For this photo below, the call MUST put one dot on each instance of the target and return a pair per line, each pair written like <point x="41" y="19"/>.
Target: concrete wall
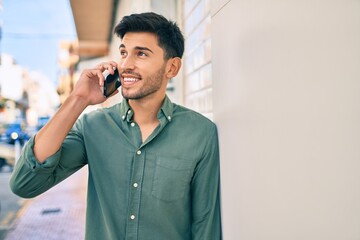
<point x="286" y="94"/>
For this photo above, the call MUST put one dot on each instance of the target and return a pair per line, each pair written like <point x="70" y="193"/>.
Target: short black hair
<point x="170" y="38"/>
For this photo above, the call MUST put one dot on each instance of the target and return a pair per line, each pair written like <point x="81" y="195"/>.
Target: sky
<point x="31" y="31"/>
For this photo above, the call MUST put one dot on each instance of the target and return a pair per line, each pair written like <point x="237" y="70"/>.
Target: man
<point x="153" y="165"/>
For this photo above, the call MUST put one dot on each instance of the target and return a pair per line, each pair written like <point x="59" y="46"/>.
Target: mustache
<point x="131" y="73"/>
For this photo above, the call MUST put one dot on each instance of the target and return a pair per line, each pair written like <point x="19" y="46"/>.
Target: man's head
<point x="169" y="36"/>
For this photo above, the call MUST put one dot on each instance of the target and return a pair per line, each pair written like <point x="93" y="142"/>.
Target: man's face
<point x="142" y="66"/>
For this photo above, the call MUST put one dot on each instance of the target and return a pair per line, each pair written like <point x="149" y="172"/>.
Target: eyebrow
<point x="137" y="48"/>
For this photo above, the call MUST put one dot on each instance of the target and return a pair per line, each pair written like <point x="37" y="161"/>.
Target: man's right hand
<point x="87" y="92"/>
<point x="88" y="87"/>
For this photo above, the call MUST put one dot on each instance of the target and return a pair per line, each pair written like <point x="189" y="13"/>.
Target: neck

:::

REQUIRED WORK:
Please transcribe the lines from the one containing "Target: man's right hand" through the last line of the records. Include both ends and nothing else.

RESPONSE BELOW:
Target: man's right hand
<point x="87" y="92"/>
<point x="88" y="87"/>
For this photo above, the call MUST put one dot on each instance of the target and return a pair per line, each pair written like <point x="189" y="13"/>.
Target: neck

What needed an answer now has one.